▸ **Written request**
Scale every item below by writing out all its lines again, requests included, with each polygon coordinate multiplied by 1.65 and rounded to a whole number, halves rounding up. Leave the pictures out.
----- Materials provided -----
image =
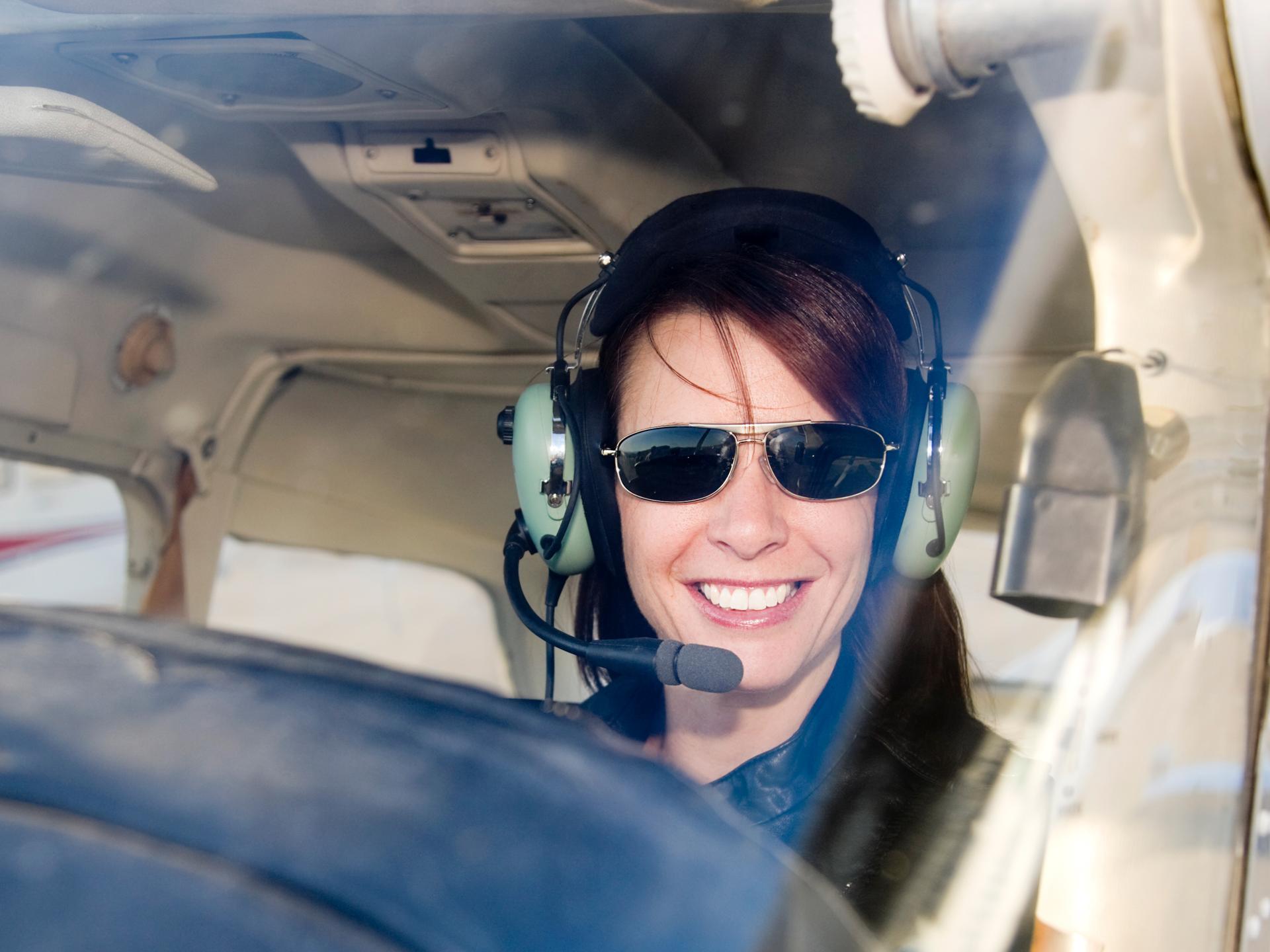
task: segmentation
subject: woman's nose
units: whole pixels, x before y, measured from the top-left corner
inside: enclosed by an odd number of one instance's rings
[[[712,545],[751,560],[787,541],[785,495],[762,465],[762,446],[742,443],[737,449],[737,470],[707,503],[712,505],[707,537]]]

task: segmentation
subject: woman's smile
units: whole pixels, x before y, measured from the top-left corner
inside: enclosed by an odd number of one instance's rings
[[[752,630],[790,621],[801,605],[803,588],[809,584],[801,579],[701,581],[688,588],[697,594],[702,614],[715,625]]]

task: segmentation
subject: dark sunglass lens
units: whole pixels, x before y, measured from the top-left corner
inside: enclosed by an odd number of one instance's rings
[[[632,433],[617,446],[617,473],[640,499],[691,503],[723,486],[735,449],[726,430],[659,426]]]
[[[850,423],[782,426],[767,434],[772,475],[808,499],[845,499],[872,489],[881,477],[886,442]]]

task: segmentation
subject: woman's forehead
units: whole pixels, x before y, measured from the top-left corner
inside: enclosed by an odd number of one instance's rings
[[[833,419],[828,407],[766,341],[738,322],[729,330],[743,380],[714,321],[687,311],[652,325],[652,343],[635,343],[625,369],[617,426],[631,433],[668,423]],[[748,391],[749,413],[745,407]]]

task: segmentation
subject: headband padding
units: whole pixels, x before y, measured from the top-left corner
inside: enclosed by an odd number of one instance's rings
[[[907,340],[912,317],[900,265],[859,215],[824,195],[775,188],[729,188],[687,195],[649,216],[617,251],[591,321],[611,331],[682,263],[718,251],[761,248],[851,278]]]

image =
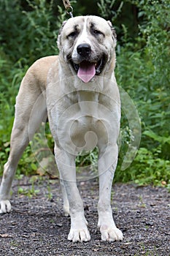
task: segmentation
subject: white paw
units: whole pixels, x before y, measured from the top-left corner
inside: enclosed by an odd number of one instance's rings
-----
▸ **Output for this task**
image =
task: segmentation
subject: woman's nose
units: whole pixels, x before y, measured from the top-left corner
inside: enclosed by an odd number of one instance's rings
[[[1175,899],[1239,924],[1299,893],[1295,817],[1257,767],[1257,736],[1224,731],[1216,741],[1216,776],[1167,830],[1175,833],[1167,886]]]

task: segmentation
subject: woman's smile
units: whole pixels, x before y, measured from the top-left corner
inside: enclosed by an odd number of one instance's rings
[[[1241,1040],[1304,1025],[1322,998],[1325,970],[1335,964],[1322,955],[1157,959],[1135,970],[1150,980],[1158,1013],[1180,1031]]]

task: segmentation
subject: dark sunglass lens
units: whole pixels, x before y, measured from the top-left corner
inside: enclosed by an odd number of one instance's rings
[[[1043,714],[1018,736],[1018,780],[1056,823],[1140,830],[1193,802],[1213,741],[1198,710],[1087,703]]]
[[[1403,698],[1290,703],[1266,716],[1274,784],[1333,823],[1394,823],[1439,807],[1454,787],[1462,729]]]

task: segmentation
subject: woman's forehead
units: whole pixels, x before y, measured from the top-left corner
inside: enclosed by an odd number of one instance's rings
[[[1374,691],[1366,672],[1264,563],[1218,531],[1203,545],[1226,627],[1178,530],[1134,513],[1076,536],[1076,566],[1048,566],[1031,609],[1018,703],[1041,714],[1102,698]],[[1234,645],[1236,681],[1229,672]]]

task: segmentation
subject: headband padding
units: whole pixels, x before y, measured from the top-left corner
inside: enclosed by an odd number of one instance's rings
[[[1497,561],[1505,523],[1485,437],[1417,355],[1360,322],[1279,310],[1203,310],[1134,322],[1071,356],[1018,414],[975,530],[1008,546],[1125,434],[1185,414],[1256,409],[1404,459]]]

image =
task: segmentation
subject: white paw
units: whole pixels, x before y, measured from the top-left corner
inside: enclosed by an odd number of one instance's rings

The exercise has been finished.